[Items for identifying locations]

··········

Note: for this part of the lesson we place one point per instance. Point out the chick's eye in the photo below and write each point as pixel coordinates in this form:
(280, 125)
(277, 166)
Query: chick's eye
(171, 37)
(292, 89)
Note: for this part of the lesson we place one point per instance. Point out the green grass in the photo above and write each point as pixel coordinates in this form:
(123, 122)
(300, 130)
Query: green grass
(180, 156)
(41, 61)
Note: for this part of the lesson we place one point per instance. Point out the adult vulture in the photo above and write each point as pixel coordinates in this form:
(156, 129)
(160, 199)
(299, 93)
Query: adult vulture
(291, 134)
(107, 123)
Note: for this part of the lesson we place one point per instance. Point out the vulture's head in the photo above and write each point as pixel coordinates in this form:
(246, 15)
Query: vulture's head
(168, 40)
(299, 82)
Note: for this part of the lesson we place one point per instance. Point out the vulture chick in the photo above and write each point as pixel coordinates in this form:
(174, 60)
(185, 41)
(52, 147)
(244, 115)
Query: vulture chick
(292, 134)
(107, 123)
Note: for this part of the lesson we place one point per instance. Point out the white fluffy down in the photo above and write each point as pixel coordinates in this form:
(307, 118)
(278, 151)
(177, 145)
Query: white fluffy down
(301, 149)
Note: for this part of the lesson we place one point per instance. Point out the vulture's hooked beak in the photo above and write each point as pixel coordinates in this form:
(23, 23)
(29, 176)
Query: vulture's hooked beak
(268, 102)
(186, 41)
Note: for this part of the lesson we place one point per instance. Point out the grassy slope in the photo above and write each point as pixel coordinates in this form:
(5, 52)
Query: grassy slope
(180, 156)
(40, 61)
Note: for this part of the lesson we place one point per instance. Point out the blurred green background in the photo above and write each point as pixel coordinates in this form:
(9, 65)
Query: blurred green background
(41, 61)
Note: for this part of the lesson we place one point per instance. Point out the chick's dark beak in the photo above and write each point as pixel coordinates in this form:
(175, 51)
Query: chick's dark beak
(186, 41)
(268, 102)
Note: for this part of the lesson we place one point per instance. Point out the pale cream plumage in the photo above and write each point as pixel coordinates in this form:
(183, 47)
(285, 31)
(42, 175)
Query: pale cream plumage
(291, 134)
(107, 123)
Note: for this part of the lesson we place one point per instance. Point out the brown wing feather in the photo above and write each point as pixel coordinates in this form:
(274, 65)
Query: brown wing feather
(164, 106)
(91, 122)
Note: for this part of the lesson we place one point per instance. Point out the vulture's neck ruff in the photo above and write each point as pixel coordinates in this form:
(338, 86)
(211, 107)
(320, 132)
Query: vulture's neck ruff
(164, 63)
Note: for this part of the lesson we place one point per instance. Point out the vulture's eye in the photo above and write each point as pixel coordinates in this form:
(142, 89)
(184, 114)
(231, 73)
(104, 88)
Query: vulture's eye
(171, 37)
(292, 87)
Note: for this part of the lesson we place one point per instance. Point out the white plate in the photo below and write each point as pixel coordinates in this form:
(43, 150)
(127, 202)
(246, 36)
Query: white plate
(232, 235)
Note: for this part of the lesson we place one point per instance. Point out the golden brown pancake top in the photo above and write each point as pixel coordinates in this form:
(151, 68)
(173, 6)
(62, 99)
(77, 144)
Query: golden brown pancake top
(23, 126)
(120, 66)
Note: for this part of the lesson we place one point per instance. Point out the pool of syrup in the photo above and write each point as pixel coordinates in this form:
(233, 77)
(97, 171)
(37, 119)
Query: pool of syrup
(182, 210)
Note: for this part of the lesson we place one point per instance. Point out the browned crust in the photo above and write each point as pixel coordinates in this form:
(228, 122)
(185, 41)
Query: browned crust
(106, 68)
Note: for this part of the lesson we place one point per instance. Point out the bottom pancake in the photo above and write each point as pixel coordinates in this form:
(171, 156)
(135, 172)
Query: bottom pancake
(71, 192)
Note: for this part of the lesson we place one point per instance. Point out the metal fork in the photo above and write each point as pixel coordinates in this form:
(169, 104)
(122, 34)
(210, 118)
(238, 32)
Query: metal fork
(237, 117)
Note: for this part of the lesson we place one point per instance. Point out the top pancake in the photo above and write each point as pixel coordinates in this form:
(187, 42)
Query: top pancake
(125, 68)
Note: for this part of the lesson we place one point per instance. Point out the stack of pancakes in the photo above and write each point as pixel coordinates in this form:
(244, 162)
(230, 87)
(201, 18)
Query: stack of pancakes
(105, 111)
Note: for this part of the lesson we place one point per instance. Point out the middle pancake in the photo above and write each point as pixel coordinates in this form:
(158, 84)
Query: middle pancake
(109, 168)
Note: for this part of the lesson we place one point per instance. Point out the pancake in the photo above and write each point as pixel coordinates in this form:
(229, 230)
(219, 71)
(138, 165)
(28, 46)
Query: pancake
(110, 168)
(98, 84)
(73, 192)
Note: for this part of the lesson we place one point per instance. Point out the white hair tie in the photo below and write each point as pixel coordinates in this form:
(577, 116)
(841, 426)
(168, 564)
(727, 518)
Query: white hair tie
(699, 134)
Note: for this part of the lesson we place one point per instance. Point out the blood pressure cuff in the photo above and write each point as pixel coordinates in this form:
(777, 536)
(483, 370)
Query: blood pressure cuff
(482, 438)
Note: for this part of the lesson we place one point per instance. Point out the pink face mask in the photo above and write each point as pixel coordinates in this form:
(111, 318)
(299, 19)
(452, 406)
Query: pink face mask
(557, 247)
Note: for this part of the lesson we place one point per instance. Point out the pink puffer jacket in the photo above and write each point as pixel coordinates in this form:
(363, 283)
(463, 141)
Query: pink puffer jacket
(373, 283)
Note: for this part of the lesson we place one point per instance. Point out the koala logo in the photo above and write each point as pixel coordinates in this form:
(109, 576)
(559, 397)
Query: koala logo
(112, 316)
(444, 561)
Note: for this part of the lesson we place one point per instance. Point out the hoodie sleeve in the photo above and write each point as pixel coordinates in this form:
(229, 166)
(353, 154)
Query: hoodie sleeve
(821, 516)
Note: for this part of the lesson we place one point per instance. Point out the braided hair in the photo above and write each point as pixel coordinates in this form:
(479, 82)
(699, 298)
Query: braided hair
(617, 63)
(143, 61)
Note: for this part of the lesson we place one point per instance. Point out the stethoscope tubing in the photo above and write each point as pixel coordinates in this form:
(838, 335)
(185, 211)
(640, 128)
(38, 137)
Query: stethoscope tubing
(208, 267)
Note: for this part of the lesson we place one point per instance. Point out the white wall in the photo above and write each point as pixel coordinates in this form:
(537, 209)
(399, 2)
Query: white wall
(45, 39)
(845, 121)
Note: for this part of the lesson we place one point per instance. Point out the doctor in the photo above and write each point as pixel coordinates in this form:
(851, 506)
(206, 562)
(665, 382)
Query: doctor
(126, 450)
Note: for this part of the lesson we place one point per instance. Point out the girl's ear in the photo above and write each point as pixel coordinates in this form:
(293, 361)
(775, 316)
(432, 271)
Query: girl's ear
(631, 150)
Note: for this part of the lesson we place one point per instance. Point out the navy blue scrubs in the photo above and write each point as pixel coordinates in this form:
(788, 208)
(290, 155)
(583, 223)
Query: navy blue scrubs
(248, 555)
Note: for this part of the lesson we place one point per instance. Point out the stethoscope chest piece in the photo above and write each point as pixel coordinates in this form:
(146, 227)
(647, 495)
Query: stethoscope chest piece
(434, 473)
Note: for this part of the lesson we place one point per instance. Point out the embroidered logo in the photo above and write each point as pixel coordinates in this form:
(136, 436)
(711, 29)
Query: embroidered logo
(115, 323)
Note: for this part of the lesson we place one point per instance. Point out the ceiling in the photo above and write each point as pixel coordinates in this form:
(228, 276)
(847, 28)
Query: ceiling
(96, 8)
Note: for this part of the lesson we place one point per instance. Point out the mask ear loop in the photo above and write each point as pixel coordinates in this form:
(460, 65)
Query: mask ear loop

··········

#### What the task requires
Give the whole listing above as a JSON list of strings, with one string for each line and no entries for blank lines.

#### Response to the task
[
  "Note: for this part of the lesson we place one point per instance. Point out the chick's eye in the photo below and write each point as pixel coordinates in this form:",
  "(280, 125)",
  "(277, 166)",
  "Query: chick's eye",
  "(171, 37)",
  "(292, 89)",
  "Note: for this part of the lesson we place one point per instance. Point out the green grass in the photo above and write each point as pixel coordinates in this form:",
  "(123, 122)",
  "(300, 130)",
  "Query: green grass",
  "(180, 156)",
  "(41, 61)",
  "Note: for this part of the lesson we place one point per instance. Point out the adult vulture in the photo above and write each point as pixel coordinates in this form:",
  "(156, 129)",
  "(160, 199)",
  "(299, 93)",
  "Query: adult vulture",
  "(291, 134)",
  "(107, 123)",
  "Note: for this part of the lesson we place one point per instance. Point out the vulture's head in the photo above and write each point as pixel coordinates in this form:",
  "(246, 15)",
  "Query: vulture's head",
  "(168, 40)",
  "(299, 82)",
  "Note: for this part of the lesson we place one point per instance. Point out the vulture chick in the photo above and write each point as pixel coordinates in this form:",
  "(174, 60)",
  "(185, 41)",
  "(52, 147)",
  "(244, 115)",
  "Query: vulture chick",
  "(292, 134)",
  "(107, 123)",
  "Note: for this part of the lesson we place one point per instance. Point out the white fluffy down in the photo above and write each point as pixel coordinates in this form:",
  "(307, 118)",
  "(278, 151)",
  "(177, 145)",
  "Query: white fluffy down",
  "(301, 149)",
  "Note: for this part of the lesson we place one point per instance. Point out the vulture's hooked beak in the photo above and write each point as pixel coordinates in this form:",
  "(23, 23)",
  "(29, 176)",
  "Query: vulture's hooked beak",
  "(268, 102)",
  "(186, 41)",
  "Note: for this part of the lesson we place one point per instance. Point out the grassy slope in the photo above and write each point as pixel coordinates in this form:",
  "(5, 52)",
  "Query: grassy slope",
  "(180, 156)",
  "(40, 61)",
  "Note: for this part of the lesson we place one point per instance. Point out the blurred green background in the photo above and write each point as pixel coordinates in this form:",
  "(9, 65)",
  "Query: blurred green background",
  "(41, 61)",
  "Note: for this part of the lesson we place one point per instance. Point out the chick's dark beak in the photo above and write each point as pixel coordinates in this form:",
  "(175, 51)",
  "Query: chick's dark beak",
  "(186, 41)",
  "(268, 102)",
  "Note: for this part of the lesson we place one point per instance. Point out the pale cream plumage in the photo above and write each point as pixel coordinates in this form:",
  "(183, 47)",
  "(285, 31)",
  "(42, 175)",
  "Query: pale cream plumage",
  "(291, 134)",
  "(107, 123)",
  "Note: for this part of the lesson we place one point per instance. Point out the brown wing feather in the photo above and write each point as pixel coordinates in this form:",
  "(274, 65)",
  "Query: brown wing feather",
  "(164, 106)",
  "(91, 122)",
  "Note: for this part of the lesson we place one point per instance. Point out the vulture's neck ruff in the photo above and write each point as pixel coordinates in this form:",
  "(338, 86)",
  "(211, 107)",
  "(320, 132)",
  "Query: vulture's neck ruff",
  "(164, 63)",
  "Note: for this part of the lesson we place one point per instance. Point out the vulture's eye in the photo above and write each point as pixel coordinates in this form:",
  "(142, 89)",
  "(184, 114)",
  "(231, 73)",
  "(104, 88)",
  "Query: vulture's eye",
  "(171, 37)",
  "(292, 87)",
  "Note: for this part of the lesson we place one point per instance. Point out the white plate in the photo below and write each point as pixel coordinates in this form:",
  "(43, 150)",
  "(127, 202)",
  "(246, 36)",
  "Query: white plate",
  "(232, 235)",
  "Note: for this part of the lesson we place one point per instance. Point out the golden brown pancake top in the photo above and write each point as pixel coordinates in this form:",
  "(151, 68)",
  "(173, 6)",
  "(62, 99)",
  "(77, 144)",
  "Query: golden brown pancake top",
  "(23, 126)",
  "(120, 66)",
  "Note: for this part of the lesson we place one point per instance. Point out the pool of syrup in the photo above and write each point as pixel coordinates in this form:",
  "(233, 77)",
  "(97, 171)",
  "(37, 119)",
  "Query: pool of syrup",
  "(182, 210)",
  "Note: for this part of the lesson we place one point per instance. Point out the browned crust in the photo above and write each point as pixel coordinates in this form:",
  "(228, 122)",
  "(185, 41)",
  "Query: browned crust",
  "(106, 68)",
  "Note: for this part of the lesson we place one point per instance. Point out the bottom pancake in the photo above and write each point as pixel coordinates in this form:",
  "(171, 156)",
  "(135, 172)",
  "Query: bottom pancake",
  "(71, 192)",
  "Note: for this part of the lesson we place one point per instance. Point out the metal fork in the photo above and write each point as pixel coordinates in this form:",
  "(169, 104)",
  "(122, 34)",
  "(210, 118)",
  "(238, 32)",
  "Query: metal fork",
  "(237, 117)",
  "Note: for this part of the lesson we place one point per instance. Point out the top pancake in the photo above and write each point as pixel coordinates in this form:",
  "(187, 42)",
  "Query: top pancake",
  "(125, 68)",
  "Note: for this part of the lesson we place one point per instance. Point out the stack of pancakes in the photo above and write each point as pixel coordinates in this form:",
  "(244, 162)",
  "(230, 87)",
  "(201, 18)",
  "Query: stack of pancakes",
  "(105, 111)",
  "Note: for this part of the lesson we place one point per instance. Point out the middle pancake in the photo above and write each point as pixel coordinates in this form:",
  "(158, 84)",
  "Query: middle pancake",
  "(109, 168)",
  "Note: for this part of the lesson we place one point per instance. Point out the pancake in the photo above and write each point as pixel coordinates in this form:",
  "(229, 230)",
  "(219, 71)",
  "(138, 165)",
  "(28, 46)",
  "Query: pancake",
  "(110, 168)",
  "(98, 84)",
  "(73, 192)",
  "Note: for this part of the lesson we place one point per instance. Point out the white hair tie in the photo below and write each point as pixel coordinates in this form:",
  "(577, 116)",
  "(841, 426)",
  "(168, 564)",
  "(727, 518)",
  "Query: white hair tie",
  "(699, 134)",
  "Note: for this part of the lesson we place one point per instance. Point out the blood pressure cuff in the photo above and write each point as pixel coordinates in this form:",
  "(777, 536)",
  "(483, 370)",
  "Query: blood pressure cuff",
  "(482, 438)",
  "Note: for this part of the lesson we place one point per instance. Point out the pink face mask in the photo above and write each point as pixel coordinates in this form:",
  "(111, 318)",
  "(299, 19)",
  "(452, 406)",
  "Query: pink face mask",
  "(557, 247)",
  "Note: for this part of the lesson we place one point per instance. Point out the pink puffer jacket in the photo above and write each point as pixel coordinates in this form:",
  "(363, 283)",
  "(463, 141)",
  "Query: pink puffer jacket",
  "(373, 283)",
  "Note: for this part of the lesson we place one point per instance. Point out the koala logo in the photo above and write each point as pixel coordinates in this form:",
  "(109, 576)",
  "(559, 397)",
  "Query: koala logo",
  "(112, 316)",
  "(444, 561)",
  "Note: for this part of the lesson we place one point per instance. Point out the hoodie sleeve in the photo above and write each point as pixel coordinates in this form:",
  "(229, 166)",
  "(353, 154)",
  "Query: hoodie sleeve",
  "(821, 516)",
  "Note: for this part of the lesson we place one point per instance. Point out the braided hair in the photo above and write each point as pixel coordinates in this form:",
  "(479, 82)",
  "(699, 298)",
  "Query: braided hair",
  "(617, 63)",
  "(143, 61)",
  "Note: for this part of the lesson we place one point per instance. Point out the stethoscope tubing in the photo above and write each point as pixel coordinates in this form:",
  "(838, 335)",
  "(185, 211)",
  "(640, 128)",
  "(38, 137)",
  "Query: stethoscope tubing",
  "(208, 267)",
  "Note: for this part of the lesson we place one point per instance. Point out the white wall in the photo above and write each point as pixel coordinates in this form:",
  "(537, 209)",
  "(399, 2)",
  "Query: white wall",
  "(45, 39)",
  "(845, 121)",
  "Note: for this part of the lesson we place one point per instance. Point out the doctor in the photo above and write each point as pixel coordinates in this form:",
  "(851, 506)",
  "(206, 562)",
  "(665, 382)",
  "Query: doctor",
  "(126, 450)",
  "Note: for this part of the lesson we place one point per instance. Point out the girl's ear in the photo above and write each point as pixel coordinates in this form:",
  "(293, 361)",
  "(775, 316)",
  "(432, 271)",
  "Query: girl's ear",
  "(631, 150)",
  "Note: for this part of the lesson we place one point per instance. Point out the navy blue scrubs in the photo above and write each point as pixel coordinates in this form:",
  "(788, 208)",
  "(290, 155)",
  "(583, 223)",
  "Query: navy blue scrubs",
  "(248, 555)",
  "Note: for this part of the lesson we place one point per instance. Point out the stethoscope chest piece in the photo above and write each point as pixel coordinates in this form:",
  "(146, 227)",
  "(647, 495)",
  "Query: stethoscope chest piece",
  "(434, 473)",
  "Note: for this part of the lesson we place one point per instance. Point out the embroidered logo in the photo above and write each point as pixel coordinates in this form:",
  "(136, 436)",
  "(711, 29)",
  "Query: embroidered logo",
  "(115, 323)",
  "Note: for this part of the lesson we place one point per instance. Point out the ceiling in the photo above and write each point as pixel coordinates in this form:",
  "(228, 276)",
  "(847, 28)",
  "Query: ceiling",
  "(96, 8)",
  "Note: for this part of the lesson we place one point per instance. Point out the mask ear loop in the photo above and write each point as pixel coordinates in this form:",
  "(460, 65)",
  "Query: mask ear loop"
]